(GIVEN RECORDS)

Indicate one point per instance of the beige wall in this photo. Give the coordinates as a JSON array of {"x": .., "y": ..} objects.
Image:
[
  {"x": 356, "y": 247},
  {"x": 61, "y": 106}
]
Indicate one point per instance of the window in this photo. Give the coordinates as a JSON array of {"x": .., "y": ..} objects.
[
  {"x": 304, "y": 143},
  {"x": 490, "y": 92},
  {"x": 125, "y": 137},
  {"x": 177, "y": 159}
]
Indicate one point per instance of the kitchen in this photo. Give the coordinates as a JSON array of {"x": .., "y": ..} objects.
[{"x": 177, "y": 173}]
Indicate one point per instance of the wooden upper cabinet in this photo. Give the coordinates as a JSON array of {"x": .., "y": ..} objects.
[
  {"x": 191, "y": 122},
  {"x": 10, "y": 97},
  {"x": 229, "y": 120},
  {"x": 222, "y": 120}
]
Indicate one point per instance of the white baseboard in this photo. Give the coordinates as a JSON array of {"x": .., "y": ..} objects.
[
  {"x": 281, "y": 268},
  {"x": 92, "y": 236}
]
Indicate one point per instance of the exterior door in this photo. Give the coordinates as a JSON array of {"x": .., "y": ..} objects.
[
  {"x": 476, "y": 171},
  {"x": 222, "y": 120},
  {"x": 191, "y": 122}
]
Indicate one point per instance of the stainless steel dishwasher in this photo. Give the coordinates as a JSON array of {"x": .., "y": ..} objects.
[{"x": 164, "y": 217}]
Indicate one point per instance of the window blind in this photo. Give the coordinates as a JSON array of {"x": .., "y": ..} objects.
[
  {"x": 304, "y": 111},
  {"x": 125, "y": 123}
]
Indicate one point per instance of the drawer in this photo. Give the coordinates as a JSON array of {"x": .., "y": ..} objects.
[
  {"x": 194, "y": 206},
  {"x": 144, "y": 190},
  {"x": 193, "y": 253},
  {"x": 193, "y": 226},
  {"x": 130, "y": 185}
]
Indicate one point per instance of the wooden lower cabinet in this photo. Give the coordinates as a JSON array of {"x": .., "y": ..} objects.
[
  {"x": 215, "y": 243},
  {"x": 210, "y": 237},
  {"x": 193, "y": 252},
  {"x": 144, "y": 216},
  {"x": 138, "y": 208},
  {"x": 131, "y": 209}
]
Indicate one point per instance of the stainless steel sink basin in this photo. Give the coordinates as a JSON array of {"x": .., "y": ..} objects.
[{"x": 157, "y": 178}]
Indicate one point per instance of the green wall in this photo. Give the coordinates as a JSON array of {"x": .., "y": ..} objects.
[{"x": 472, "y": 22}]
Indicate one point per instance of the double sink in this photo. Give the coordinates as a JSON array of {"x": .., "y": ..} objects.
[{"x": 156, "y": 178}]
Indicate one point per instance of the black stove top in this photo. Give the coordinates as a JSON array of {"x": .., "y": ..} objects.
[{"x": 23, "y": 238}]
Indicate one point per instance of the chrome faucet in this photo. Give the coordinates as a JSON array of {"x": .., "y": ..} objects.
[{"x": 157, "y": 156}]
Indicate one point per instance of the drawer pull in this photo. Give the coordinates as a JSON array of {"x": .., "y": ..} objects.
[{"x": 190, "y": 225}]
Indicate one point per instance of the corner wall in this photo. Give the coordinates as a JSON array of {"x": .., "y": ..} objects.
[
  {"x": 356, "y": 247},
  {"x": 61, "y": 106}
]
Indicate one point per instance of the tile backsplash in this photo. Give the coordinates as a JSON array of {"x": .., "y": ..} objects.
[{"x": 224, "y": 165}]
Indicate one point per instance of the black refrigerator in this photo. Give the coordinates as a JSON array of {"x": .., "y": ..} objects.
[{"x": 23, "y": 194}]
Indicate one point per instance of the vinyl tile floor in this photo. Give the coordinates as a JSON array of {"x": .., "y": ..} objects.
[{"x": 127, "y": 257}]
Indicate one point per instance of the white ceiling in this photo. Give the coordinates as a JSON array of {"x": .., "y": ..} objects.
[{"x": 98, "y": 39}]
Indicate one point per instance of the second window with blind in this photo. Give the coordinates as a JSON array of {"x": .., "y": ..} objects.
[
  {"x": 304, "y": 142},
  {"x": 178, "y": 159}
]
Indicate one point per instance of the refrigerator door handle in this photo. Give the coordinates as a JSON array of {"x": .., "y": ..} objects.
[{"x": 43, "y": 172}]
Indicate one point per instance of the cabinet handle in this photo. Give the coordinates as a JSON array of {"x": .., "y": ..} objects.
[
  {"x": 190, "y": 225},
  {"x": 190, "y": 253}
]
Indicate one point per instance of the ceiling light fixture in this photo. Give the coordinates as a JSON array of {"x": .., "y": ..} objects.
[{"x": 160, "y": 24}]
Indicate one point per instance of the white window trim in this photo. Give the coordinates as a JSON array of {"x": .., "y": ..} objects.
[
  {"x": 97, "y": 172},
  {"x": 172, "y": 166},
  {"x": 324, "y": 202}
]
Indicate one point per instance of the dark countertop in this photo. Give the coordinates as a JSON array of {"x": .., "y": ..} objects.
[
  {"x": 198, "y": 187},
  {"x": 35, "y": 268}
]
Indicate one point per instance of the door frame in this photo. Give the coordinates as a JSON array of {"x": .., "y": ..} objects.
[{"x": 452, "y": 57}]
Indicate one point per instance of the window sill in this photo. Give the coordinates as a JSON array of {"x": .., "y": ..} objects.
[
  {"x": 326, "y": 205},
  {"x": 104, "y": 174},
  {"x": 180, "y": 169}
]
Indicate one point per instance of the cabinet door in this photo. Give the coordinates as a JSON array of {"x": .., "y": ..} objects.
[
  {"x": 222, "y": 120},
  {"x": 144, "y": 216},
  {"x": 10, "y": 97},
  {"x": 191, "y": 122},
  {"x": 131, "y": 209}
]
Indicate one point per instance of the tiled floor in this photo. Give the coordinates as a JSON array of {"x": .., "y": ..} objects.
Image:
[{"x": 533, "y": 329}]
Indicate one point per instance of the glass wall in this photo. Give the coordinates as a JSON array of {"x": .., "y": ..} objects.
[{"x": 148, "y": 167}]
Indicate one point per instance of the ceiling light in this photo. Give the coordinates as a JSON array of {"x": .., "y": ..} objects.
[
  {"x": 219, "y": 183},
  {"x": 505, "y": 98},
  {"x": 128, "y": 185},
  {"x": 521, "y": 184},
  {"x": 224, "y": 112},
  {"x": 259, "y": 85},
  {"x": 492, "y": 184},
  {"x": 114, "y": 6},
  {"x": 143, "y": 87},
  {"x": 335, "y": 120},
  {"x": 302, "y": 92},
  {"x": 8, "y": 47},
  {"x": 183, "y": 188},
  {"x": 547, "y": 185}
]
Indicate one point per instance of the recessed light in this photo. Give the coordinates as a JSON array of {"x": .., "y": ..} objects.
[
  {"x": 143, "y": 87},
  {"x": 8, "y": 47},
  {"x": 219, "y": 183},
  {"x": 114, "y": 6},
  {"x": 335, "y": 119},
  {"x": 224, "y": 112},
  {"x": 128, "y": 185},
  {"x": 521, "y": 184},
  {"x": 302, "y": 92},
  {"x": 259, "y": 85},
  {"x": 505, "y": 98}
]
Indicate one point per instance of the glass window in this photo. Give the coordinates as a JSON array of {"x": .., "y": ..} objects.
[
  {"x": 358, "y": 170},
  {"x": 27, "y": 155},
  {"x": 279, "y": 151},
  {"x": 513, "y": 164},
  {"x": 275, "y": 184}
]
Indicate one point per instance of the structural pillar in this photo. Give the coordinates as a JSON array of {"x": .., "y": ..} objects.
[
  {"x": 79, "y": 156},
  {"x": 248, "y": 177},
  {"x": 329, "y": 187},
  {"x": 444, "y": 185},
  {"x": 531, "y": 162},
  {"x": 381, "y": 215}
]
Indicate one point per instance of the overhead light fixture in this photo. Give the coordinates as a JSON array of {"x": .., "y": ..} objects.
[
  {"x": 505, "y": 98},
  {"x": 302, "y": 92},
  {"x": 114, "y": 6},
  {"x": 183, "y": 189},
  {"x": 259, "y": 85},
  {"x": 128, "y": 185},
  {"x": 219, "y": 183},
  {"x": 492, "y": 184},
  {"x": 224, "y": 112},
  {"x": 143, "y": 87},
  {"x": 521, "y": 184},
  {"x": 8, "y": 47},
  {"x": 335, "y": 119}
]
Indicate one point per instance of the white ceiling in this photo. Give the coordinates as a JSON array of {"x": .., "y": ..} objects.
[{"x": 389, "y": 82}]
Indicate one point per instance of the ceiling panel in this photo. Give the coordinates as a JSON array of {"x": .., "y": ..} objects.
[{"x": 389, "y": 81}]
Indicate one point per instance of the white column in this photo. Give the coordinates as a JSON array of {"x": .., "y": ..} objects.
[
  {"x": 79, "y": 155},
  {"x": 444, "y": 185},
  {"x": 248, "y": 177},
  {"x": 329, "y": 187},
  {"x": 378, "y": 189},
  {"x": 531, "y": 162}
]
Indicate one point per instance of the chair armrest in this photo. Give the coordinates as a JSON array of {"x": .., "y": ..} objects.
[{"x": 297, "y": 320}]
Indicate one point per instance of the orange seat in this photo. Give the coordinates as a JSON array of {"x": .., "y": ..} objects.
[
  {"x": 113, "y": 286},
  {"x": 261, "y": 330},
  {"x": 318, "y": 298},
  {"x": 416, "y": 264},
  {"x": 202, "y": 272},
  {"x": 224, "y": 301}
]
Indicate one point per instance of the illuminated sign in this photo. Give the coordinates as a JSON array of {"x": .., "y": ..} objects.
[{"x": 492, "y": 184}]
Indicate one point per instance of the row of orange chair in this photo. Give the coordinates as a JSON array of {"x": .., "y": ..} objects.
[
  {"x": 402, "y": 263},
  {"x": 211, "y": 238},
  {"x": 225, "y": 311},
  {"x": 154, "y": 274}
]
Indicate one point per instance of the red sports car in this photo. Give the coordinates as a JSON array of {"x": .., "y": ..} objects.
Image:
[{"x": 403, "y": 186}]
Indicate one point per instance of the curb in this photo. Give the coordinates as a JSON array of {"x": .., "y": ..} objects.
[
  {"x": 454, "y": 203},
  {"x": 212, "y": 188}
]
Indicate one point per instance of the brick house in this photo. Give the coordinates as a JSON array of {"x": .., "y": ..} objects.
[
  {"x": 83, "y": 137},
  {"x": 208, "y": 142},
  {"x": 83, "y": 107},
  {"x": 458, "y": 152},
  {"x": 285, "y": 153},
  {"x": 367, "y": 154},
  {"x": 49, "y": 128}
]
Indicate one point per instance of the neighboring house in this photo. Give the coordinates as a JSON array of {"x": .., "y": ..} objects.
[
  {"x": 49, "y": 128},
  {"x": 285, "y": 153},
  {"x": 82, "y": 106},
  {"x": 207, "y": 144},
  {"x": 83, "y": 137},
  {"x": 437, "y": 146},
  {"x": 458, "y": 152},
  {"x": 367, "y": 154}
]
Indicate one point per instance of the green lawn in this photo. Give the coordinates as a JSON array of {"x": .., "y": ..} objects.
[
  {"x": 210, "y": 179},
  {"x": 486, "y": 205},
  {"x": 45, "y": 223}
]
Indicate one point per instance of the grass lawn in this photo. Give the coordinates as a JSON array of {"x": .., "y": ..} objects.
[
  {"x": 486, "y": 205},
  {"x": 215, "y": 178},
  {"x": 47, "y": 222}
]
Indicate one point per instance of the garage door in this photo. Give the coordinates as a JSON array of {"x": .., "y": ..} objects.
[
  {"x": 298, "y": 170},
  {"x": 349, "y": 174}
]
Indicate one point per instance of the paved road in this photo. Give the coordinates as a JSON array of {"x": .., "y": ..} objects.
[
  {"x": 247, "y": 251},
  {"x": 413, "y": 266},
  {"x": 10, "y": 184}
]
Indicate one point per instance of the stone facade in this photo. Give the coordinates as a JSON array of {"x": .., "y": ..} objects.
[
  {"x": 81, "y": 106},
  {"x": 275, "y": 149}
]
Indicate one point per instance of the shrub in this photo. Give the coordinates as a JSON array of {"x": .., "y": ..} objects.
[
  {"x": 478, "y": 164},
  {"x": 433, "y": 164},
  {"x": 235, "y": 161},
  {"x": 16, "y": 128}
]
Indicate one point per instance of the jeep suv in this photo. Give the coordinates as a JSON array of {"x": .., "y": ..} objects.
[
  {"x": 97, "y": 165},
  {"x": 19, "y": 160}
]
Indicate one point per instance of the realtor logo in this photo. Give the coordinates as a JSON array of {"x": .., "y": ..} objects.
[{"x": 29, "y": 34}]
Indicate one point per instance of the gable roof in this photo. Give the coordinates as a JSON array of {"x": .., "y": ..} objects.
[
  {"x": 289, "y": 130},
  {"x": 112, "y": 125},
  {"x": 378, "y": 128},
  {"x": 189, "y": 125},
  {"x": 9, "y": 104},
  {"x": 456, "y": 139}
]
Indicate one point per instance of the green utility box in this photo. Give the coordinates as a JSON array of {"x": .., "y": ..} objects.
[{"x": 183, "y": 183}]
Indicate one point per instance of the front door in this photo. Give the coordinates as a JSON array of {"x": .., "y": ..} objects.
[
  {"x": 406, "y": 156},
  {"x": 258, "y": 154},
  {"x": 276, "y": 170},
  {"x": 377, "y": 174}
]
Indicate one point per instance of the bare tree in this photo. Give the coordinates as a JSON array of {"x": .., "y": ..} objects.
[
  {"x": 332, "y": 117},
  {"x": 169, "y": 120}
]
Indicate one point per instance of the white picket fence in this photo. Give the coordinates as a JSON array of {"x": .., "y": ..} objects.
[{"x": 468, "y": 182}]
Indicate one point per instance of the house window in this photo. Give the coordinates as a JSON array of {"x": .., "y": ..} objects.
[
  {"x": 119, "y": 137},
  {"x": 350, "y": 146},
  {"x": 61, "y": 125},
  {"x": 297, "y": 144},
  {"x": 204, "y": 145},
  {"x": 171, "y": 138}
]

(End GIVEN RECORDS)

_EXERCISE AIM_
Your task is to return, exactly and on their own, the lines from the one containing "Indicate one point per instance of the front" through the last line of the listing.

_OUTPUT OF THE TASK_
Indicate one point per instance of the front door in this photo. Give the coordinates as a JSON array of {"x": .., "y": ..} objects.
[
  {"x": 406, "y": 156},
  {"x": 258, "y": 154},
  {"x": 276, "y": 170},
  {"x": 377, "y": 174}
]
Indicate one point per instance of the bare tree in this photo. Give the coordinates as a JSON array of {"x": .., "y": ..} objects.
[
  {"x": 332, "y": 117},
  {"x": 169, "y": 120}
]
Indicate one point per instance of the white picket fence in this photo. Give the coordinates as a JSON array of {"x": .., "y": ..} objects.
[{"x": 468, "y": 182}]
Indicate one point per instance of the house window in this photo. Give the coordinates as a JSON array of {"x": .., "y": ..} objects.
[
  {"x": 119, "y": 137},
  {"x": 350, "y": 146},
  {"x": 61, "y": 125},
  {"x": 297, "y": 144},
  {"x": 204, "y": 145},
  {"x": 171, "y": 138}
]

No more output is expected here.